> [Tasks]
[1] Reproduce the mdx-formatter architecture overview starting at "The loop runs" and ending at "implement identical semantics.", swapping "iterations" out for "passes".
[2] Extend the mdx-formatter architecture overview by writing the part that follows its final sentence.

━━ Text passage

Architecture Overview
Architecture Overview
mdx-formatter uses a hybrid formatter approach: it parses markdown/MDX into an AST for structural analysis, then applies targeted line-based operations to the original source text. This design preserves formatting details that AST round-trip serialization would destroy.
Why Not AST Round-Trip?
Most formatters follow a parse → transform → serialize pipeline. The problem with this approach for markdown/MDX is that serialization (AST back to text) is lossy:
- Inline formatting choices (e.g.,
*italic*vs_italic_) may be normalized - Whitespace inside code blocks, template literals, and JSX expressions can be altered
- Japanese text line breaks and spacing get mangled
- Docusaurus admonitions (
:::note) aren’t part of the standard AST
By keeping the original source lines and only modifying specific locations, mdx-formatter avoids these problems entirely.
The Hybrid Approach
The formatter works in three phases:
Phase 1: Parse Phase 2: Analyze Phase 3: Apply
┌─────────────────┐ ┌──────────────────┐ ┌─────────────────┐
│ Source text │ │ Walk AST │ │ Sort operations │
│ ↓ │ │ ↓ │ │ (reverse order) │
│ remark/mdx │───>│ Collect line- │───>│ ↓ │
│ parser │ │ based operations │ │ Apply to source │
│ ↓ │ │ (insert, replace,│ │ lines │
│ mdast AST │ │ indent, fix) │ │ ↓ │
└─────────────────┘ └──────────────────┘ │ Normalize empty │
│ lines │
└─────────────────┘
The key insight: the AST is used only for analysis (finding positions, understanding structure), never for output generation. All modifications happen on the original source lines.
The Convergence Loop
Some formatting operations can create new formatting issues. For example, inserting an empty line after a heading might create three consecutive empty lines that need to be collapsed.
The formatter handles this with a convergence loop:
Input → format_once() → Output₁
format_once() → Output₂
format_once() → Output₃ (max)
The loop runs format_once() up to 3 iterations, stopping early when the output stabilizes (i.e., format(x) === x). This guarantees idempotency: formatting an already-formatted file produces identical output.
Formatting Operations
Instead of mutating the AST or directly editing strings, the formatter collects a list of operations — structured instructions for modifying specific lines:
| Operation | Description |
|---|---|
insertLine | Insert a new line at a given position |
replaceLines | Replace a range of lines with new content |
indentLine | Add indentation to a specific line |
fixListIndent | Correct list item indentation |
replaceHtmlBlock | Replace an HTML block with Prettier-formatted output |
Operation names use camelCase in TypeScript (insertLine, replaceLines) and PascalCase in the Rust port (InsertLine, ReplaceLines) — both implement identical semantics.

━━━━
━━ Stored rows

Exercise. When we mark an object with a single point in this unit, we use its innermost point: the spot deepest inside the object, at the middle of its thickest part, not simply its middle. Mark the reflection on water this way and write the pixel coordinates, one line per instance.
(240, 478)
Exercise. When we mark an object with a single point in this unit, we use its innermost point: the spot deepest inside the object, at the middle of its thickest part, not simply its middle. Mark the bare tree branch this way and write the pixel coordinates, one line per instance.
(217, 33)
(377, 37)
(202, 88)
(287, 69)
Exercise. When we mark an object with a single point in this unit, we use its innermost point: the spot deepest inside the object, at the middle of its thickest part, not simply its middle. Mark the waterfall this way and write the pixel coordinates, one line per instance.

━━━━

> [Responses per task]
[1]
The loop runs format_once() up to 3 passes, stopping early when the output stabilizes (i.e., format(x) === x). This guarantees idempotency: formatting an already-formatted file produces identical output.
Formatting Operations
Instead of mutating the AST or directly editing strings, the formatter collects a list of operations — structured instructions for modifying specific lines:
| Operation | Description |
|---|---|
insertLine | Insert a new line at a given position |
replaceLines | Replace a range of lines with new content |
indentLine | Add indentation to a specific line |
fixListIndent | Correct list item indentation |
replaceHtmlBlock | Replace an HTML block with Prettier-formatted output |
Operation names use camelCase in TypeScript (insertLine, replaceLines) and PascalCase in the Rust port (InsertLine, ReplaceLines) — both implement identical semantics.

[2]
Operations are collected from all rules, then applied in reverse line order (bottom-up) so that earlier line numbers remain valid as modifications are made.
Conflict Resolution
When multiple operations target overlapping line ranges, the formatter resolves conflicts:
- Overlapping replacements: If a child JSX element and its parent both produce
ReplaceLinesoperations, only the wider (parent) replacement is kept - Operations inside replaced ranges: Any
insertLine,indentLine, orfixListIndentthat falls inside an already-replaced range is dropped - Deduplication: Operations with identical type and line range are deduplicated via a string key
The 10 Formatting Rules
Each rule is independently toggleable via .mdx-formatter.json configuration:
| # | Rule | Default | Description |
|---|---|---|---|
| 1 | addEmptyLineBetweenElements | on | Add single empty line between markdown elements |
| 2 | formatMultiLineJsx | on | Format multi-line JSX with proper indentation |
| 3 | formatHtmlBlocksInMdx | on | Format HTML blocks using Prettier |
| 4 | expandSingleLineJsx | off | Expand single-line JSX with multiple props |
| 5 | indentJsxContent | off | Indent content inside JSX container components |
| 6 | addEmptyLinesInBlockJsx | on | Add empty lines after opening/before closing tags |
| 7 | formatYamlFrontmatter | on | Format YAML frontmatter |
| 8 | preserveAdmonitions | on | Preserve Docusaurus ::: syntax |
| 9 | errorHandling | off | Throw on parse errors instead of returning original |
| 10 | autoDetectIndent | off | Auto-detect indentation style from file content |
Rules are applied in order during the operation collection phase. After all operations are collected, conflict resolution and deduplication happen before the operations are applied to the source lines.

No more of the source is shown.